#### EXTRAIT RETENU
____
«Le Maroc censure et enferme les journalistes», souffle le CPJ à Hillary Clinton

Le 30 octobre 2009
Hillary R. Clinton
Secrétaire d’État
Département d’État américain  
2201 C St. NW
Washington, DC 20520-0099

Fax : +1 (202) 647-2283

Madame la secrétaire d’État,

Comme vous vous apprêtez à participer au Forum du Futur prévu à Marrakech la semaine prochaine, nous aimerions attirer votre attention sur la montée de la répression gouvernementale dans le pays hôte, le Maroc. Le Comité pour la protection des journalistes (CPJ), une organisation indépendante à but non lucratif qui défend la liberté de la presse dans le monde entier, a documenté une répression agressive contre les médias et les journalistes indépendants au cours des cinq derniers mois, notamment des cas  de harcèlement judiciaire, de poursuites politisées, d’obstruction, et de censure.
____
#### EXTRAIT DES DONNÉES

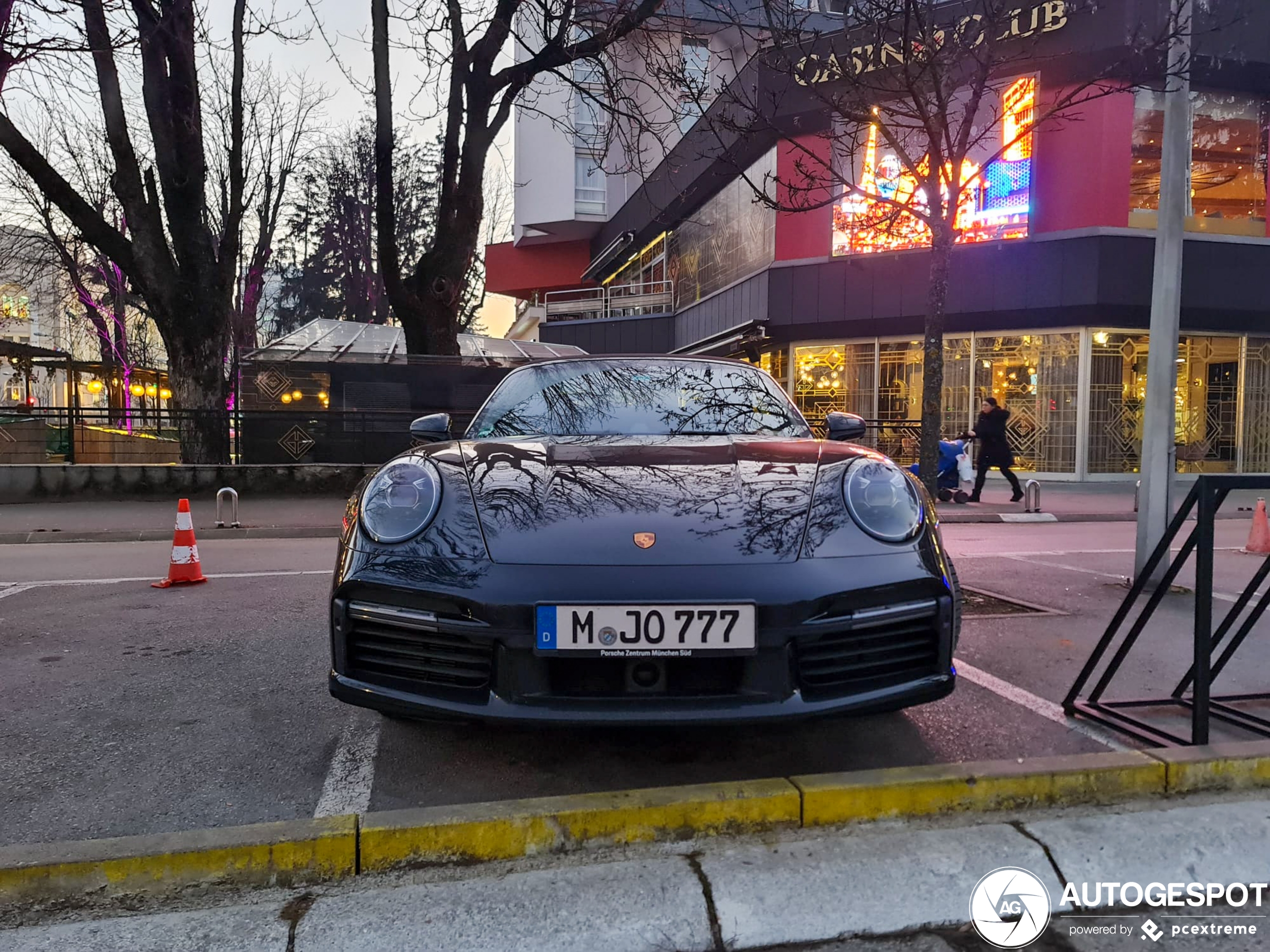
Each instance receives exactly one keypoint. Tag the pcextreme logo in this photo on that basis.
(1010, 908)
____
#### CONSIGNES À TRAITER
**A)** Énumérez tous les types de cas que la lettre du CPJ mentionne parmi la répression documentée contre les médias et les journalistes indépendants.
**B)** Citez la lettre du CPJ à partir de « Madame la secrétaire » et jusqu'à « et de censure. ».

#### RÉPONSES AUX CONSIGNES
**A)** harcèlement judiciaire, poursuites politisées, obstruction, censure

**B)**
Madame la secrétaire d’État,

Comme vous vous apprêtez à participer au Forum du Futur prévu à Marrakech la semaine prochaine, nous aimerions attirer votre attention sur la montée de la répression gouvernementale dans le pays hôte, le Maroc. Le Comité pour la protection des journalistes (CPJ), une organisation indépendante à but non lucratif qui défend la liberté de la presse dans le monde entier, a documenté une répression agressive contre les médias et les journalistes indépendants au cours des cinq derniers mois, notamment des cas  de harcèlement judiciaire, de poursuites politisées, d’obstruction, et de censure.